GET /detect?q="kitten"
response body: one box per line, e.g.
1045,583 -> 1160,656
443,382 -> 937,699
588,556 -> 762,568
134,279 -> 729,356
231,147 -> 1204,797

--------

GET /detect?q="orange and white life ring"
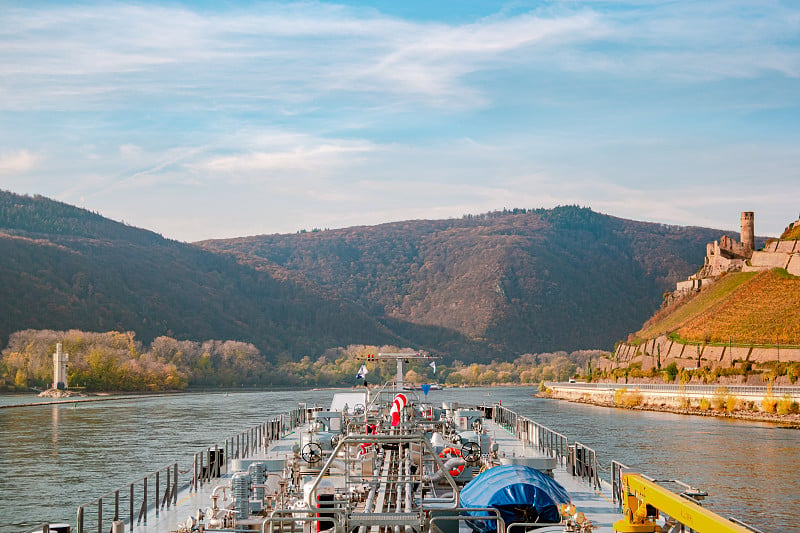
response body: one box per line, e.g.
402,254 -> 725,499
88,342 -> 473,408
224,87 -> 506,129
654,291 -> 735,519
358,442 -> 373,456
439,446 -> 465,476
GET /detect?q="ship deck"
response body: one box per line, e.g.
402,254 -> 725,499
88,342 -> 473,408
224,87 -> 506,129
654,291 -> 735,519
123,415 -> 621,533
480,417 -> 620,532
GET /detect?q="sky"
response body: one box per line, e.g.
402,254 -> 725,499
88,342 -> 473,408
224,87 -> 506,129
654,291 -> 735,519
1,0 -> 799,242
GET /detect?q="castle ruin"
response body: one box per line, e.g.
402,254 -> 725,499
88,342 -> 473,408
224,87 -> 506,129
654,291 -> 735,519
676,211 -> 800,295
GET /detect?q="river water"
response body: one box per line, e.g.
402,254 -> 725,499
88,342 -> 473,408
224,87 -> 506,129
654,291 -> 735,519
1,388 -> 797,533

--------

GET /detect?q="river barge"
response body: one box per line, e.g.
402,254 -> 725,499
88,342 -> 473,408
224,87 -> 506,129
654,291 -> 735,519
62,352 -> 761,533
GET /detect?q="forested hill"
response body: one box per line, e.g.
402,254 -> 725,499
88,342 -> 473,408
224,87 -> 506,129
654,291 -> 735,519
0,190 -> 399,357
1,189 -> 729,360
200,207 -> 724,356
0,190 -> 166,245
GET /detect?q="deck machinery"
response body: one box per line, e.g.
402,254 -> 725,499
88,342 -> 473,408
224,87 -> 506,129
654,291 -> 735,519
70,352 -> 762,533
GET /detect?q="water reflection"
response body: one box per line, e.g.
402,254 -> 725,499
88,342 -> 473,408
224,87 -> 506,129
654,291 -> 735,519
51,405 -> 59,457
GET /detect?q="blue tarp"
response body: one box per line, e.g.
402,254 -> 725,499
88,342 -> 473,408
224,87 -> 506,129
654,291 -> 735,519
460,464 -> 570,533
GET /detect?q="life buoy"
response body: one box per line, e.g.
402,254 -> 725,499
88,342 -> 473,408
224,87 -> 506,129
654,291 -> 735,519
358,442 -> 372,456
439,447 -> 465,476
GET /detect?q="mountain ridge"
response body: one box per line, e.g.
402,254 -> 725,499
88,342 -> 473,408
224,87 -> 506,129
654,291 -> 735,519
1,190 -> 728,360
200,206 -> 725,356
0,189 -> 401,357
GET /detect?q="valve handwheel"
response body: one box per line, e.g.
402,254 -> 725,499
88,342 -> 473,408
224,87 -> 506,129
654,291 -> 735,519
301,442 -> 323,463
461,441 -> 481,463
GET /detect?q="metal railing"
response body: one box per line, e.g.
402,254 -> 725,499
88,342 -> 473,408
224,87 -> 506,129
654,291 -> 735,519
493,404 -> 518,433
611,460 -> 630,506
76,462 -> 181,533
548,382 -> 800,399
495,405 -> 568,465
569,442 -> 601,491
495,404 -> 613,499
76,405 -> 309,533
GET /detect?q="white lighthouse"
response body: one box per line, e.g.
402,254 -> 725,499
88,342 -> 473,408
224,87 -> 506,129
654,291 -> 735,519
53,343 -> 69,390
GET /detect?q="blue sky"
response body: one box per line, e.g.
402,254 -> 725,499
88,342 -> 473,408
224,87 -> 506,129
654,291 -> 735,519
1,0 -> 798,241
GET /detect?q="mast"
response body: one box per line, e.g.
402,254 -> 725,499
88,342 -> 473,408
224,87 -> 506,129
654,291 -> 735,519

--------

**What this task involves**.
Only the number is needed here: how many lines of the listing include "blue"?

**Written response**.
2